§ **EXERCISE**: Add -63 to every bounding box coordinate in the answers, and write out again each line of the listing, requests included, from the line containing "Segment orange grip" through the end of the listing.

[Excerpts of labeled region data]
================
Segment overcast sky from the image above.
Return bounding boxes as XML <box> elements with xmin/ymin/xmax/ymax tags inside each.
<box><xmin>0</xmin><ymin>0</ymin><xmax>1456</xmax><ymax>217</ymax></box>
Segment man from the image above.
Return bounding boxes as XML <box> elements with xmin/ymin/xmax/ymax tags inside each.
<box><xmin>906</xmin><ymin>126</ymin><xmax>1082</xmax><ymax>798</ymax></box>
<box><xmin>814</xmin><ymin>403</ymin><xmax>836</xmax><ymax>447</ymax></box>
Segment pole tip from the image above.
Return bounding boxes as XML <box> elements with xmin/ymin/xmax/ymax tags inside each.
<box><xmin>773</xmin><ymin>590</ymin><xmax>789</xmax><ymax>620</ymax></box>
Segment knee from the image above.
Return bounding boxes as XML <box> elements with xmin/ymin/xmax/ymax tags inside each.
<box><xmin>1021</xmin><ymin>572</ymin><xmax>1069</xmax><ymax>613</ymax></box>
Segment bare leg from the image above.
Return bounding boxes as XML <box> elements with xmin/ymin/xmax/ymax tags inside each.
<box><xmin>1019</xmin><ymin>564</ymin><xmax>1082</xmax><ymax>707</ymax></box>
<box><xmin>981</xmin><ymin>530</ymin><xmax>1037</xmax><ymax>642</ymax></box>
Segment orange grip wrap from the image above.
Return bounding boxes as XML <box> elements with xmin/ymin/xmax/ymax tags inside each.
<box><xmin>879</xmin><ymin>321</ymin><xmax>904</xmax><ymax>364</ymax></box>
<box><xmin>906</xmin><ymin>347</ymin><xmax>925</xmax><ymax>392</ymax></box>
================
§ **TASK ANSWER**:
Segment orange grip wrap from the image above.
Return bounding boxes as XML <box> elements with xmin/ymin/xmax/ymax tags inside each.
<box><xmin>816</xmin><ymin>258</ymin><xmax>841</xmax><ymax>301</ymax></box>
<box><xmin>843</xmin><ymin>284</ymin><xmax>862</xmax><ymax>329</ymax></box>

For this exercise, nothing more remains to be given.